- [EXTRAIT]:
Comment a-t-on pu considérer la forêt comme un espace d’exploitation comme un autre ? « Tout le monde se plaint de ce qui se passe dans la forêt amazonienne. On entend les gens dire que c’est épouvantable ce qu’ils font là-bas… Et ici ? La forêt boréale, ce n’est pas mieux. Qu’est-ce qu’on fait avec notre forêt ? Mais on ne veut surtout pas entendre ça ! »

Une notoriété

 

Connu d’abord du grand public par le truchement de la télévision, Michel Jean s’étonne encore de ses succès récents comme romancier. « J’écris depuis des années. Et je continue d’écrire comme avant. Mais soudain, l’actualité m’a rattrapé. Il s’est passé quelque chose, sans que j’y sois pour rien ! »

Malgré les tournées de promotion à l’étranger et les demandes qui se sont multipliées en raison de cette notoriété nouvelle, il s’efforce de continuer d’écrire chaque matin, au moins quelques heures. Cependant, la paix de l’écriture lui apparaît plus difficile à trouver. Il envisage désormais de partir en France au moins un moment chaque année afin de retrouver des conditions qui lui sont plus favorables.

Kukum, son roman à succès, s’est vendu à des dizaines de milliers d’exemplaires. Le livre est désormais traduit dans plusieurs langues. Ce succès a suscité un intérêt renouvelé pour les autres livres de l’écrivain. Il doit faire une nouvelle tournée de promotion en Allemagne à l’automne. Une adaptation de Kukum est prévue pour le petit écran. « Je n’ai pas voulu m’occuper du scénario de la série. Je vais garder un oeil sur ce qu’on en fait, bien sûr. Mais le peu de temps dont je dispose, je veux l’utiliser pour continuer d’écrire mes livres », explique-t-il en entrevue, après que nous avons parlé, sans nous presser, d’une vieille passion commune : le vélo.

- [CONSIGNE 1]: Modifiez le passage de l'extrait sur Michel Jean qui commence aux mots « Malgré les tournées » et se termine après « sont plus favorables. », en remplaçant « chaque matin » par « chaque après-midi ».
- [CONSIGNE 2]: Poursuivez l'extrait sur Michel Jean à partir de l'endroit où il s'interrompt.

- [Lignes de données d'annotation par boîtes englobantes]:
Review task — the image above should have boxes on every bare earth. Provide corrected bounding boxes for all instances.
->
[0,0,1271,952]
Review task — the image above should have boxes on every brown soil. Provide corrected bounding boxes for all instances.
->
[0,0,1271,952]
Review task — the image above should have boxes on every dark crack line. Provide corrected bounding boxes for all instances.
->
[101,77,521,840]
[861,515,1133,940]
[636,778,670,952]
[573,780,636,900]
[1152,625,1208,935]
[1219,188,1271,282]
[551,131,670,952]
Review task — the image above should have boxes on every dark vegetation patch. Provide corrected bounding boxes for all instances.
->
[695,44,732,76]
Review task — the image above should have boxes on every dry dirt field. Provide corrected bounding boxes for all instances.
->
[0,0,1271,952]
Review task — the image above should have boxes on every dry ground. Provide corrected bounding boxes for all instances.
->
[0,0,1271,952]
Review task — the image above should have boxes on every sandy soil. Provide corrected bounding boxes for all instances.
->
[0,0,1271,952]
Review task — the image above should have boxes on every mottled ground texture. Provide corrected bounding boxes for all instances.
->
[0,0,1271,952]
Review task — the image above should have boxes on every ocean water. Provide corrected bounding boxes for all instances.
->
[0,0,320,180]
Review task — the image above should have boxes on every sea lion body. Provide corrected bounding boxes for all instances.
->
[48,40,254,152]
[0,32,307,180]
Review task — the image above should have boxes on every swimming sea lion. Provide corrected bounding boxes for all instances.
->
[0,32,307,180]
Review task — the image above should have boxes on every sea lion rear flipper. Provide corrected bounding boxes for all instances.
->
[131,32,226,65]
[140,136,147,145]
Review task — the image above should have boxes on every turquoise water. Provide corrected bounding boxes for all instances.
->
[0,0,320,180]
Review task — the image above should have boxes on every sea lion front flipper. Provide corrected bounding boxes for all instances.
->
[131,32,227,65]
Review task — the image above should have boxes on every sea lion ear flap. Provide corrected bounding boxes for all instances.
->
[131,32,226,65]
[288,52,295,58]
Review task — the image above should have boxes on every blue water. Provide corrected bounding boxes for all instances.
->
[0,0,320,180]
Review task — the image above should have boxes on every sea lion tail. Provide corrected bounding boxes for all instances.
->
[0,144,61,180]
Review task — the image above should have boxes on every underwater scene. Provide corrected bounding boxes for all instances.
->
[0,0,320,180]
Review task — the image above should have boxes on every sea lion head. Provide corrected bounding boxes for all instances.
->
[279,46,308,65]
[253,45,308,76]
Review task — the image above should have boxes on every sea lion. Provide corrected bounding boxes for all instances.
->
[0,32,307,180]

- [RÉSULTAT ATTENDU 1]:
Malgré les tournées de promotion à l’étranger et les demandes qui se sont multipliées en raison de cette notoriété nouvelle, il s’efforce de continuer d’écrire chaque après-midi, au moins quelques heures. Cependant, la paix de l’écriture lui apparaît plus difficile à trouver. Il envisage désormais de partir en France au moins un moment chaque année afin de retrouver des conditions qui lui sont plus favorables.

- [RÉSULTAT ATTENDU 2]:
« Je sais que je suis lu par beaucoup de gens désormais, mais j’écris d’abord pour les Autochtones. C’est vrai. Et c’est important. J’y tiens. Pour eux d’abord. » Sa notoriété lui a permis de lancer un ouvrage collectif autochtone, Wapke. Le livre a aussi suscité l’attention. « Mon but est d’encourager les jeunes auteurs autochtones. Je suis un peu comme un attelage de traîneau à chiens : je tire, je tire, par en avant ! C’est important pour l’avenir. »

Les temps ont changé. Il en est convaincu. La vérité des changements se trouve parfois en décalage avec ce qui nous en est présenté, regrette-t-il. « Il reste encore des choses parfois incroyables. J’entendais l’autre jour, à QUB radio, Gilles Proulx affirmer que les Jésuites nous avaient prévenus ! Que les Autochtones sont des manipulateurs, des êtres fourbes ! J’entendais ça à la radio ! Ces gens-là sont des voix du passé. C’est un peu comme des tambours : une fois qu’on a frappé, on entend encore leur écho dans le lointain. » Néanmoins, il est convaincu que les mentalités évoluent pour le mieux.

« Les gens m’apparaissent beaucoup plus ouverts que ce qu’on peut entendre parfois. Dans la population, chez les jeunes surtout, on s’intéresse aux Autochtones. J’en vois des preuves sans arrêt. Les gens viennent me voir. Ils me posent des questions. Ils veulent comprendre. Ils sont curieux. Parfois, ils sont malhabiles, mais ils sont sincères. »

L’intérêt des jeunes pour le monde autochtone l’enchante. « De façon générale, l’intérêt est beaucoup plus grand qu’avant. Et c’est encore plus vrai à l’étranger. En Allemagne, en France, on m’a parlé de ce que faisait le gouvernement Legault. Un journaliste allemand m’a dit qu’il réalisait l’existence d’un passé trouble au Canada. »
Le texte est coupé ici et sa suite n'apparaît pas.